Task description ▸ Restate exactly, and only, the lines spanning from the one with "det: human fingers" to the end of the records below.

Source information: Begin

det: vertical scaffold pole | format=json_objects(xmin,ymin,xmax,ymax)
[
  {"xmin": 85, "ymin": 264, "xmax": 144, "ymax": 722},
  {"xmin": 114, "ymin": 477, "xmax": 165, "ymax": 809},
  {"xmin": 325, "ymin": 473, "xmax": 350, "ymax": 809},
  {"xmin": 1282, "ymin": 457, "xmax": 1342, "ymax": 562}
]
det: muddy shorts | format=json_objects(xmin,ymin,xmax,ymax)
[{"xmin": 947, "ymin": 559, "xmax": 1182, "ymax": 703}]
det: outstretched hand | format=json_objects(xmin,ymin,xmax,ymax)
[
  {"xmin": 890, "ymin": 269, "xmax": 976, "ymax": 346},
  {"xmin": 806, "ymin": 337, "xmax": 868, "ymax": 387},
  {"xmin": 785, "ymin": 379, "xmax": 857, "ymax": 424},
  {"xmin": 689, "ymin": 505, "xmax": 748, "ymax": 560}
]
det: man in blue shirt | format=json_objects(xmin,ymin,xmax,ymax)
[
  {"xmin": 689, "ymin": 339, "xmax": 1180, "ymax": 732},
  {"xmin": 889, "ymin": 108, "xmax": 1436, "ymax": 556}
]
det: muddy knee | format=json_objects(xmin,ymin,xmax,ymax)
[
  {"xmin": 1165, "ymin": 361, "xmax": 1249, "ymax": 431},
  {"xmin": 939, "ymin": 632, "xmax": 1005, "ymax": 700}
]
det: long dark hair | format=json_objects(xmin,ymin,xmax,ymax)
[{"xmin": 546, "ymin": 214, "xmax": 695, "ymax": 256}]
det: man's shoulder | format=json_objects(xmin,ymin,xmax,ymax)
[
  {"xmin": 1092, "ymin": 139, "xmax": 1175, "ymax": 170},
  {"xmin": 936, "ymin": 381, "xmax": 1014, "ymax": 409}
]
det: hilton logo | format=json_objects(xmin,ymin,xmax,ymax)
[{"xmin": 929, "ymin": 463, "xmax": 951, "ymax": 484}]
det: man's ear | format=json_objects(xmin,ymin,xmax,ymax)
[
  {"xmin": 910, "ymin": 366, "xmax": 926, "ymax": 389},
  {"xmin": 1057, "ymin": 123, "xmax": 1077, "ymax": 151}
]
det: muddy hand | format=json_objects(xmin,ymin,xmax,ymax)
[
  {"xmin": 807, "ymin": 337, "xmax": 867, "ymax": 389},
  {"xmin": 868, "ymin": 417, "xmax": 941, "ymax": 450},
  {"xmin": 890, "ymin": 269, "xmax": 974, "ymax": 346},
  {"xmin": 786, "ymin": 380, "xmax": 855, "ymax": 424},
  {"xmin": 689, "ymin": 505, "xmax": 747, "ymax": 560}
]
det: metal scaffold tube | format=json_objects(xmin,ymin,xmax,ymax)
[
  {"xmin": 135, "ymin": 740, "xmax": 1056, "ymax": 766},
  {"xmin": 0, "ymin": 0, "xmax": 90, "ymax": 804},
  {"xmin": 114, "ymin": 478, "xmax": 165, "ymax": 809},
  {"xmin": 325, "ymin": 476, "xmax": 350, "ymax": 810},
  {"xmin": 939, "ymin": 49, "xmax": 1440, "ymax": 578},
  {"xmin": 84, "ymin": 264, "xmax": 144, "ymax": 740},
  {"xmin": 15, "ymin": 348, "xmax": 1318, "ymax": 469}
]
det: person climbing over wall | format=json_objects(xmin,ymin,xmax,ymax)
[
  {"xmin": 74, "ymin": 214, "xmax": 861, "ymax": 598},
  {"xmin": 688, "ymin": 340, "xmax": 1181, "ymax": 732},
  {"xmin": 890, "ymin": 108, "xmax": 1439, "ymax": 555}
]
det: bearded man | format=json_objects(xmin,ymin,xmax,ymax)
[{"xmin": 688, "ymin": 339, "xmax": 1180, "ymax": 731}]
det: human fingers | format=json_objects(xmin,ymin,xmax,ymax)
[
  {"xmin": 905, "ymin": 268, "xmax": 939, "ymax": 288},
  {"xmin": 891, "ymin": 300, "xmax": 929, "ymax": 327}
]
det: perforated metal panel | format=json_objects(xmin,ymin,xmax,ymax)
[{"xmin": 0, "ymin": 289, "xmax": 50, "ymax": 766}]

Source information: End

Final answer ▸
det: human fingers | format=json_objects(xmin,ymin,xmax,ymax)
[
  {"xmin": 905, "ymin": 268, "xmax": 939, "ymax": 288},
  {"xmin": 891, "ymin": 300, "xmax": 929, "ymax": 327}
]
det: perforated metal panel | format=json_objects(xmin,ymin,xmax,ymax)
[{"xmin": 0, "ymin": 289, "xmax": 50, "ymax": 766}]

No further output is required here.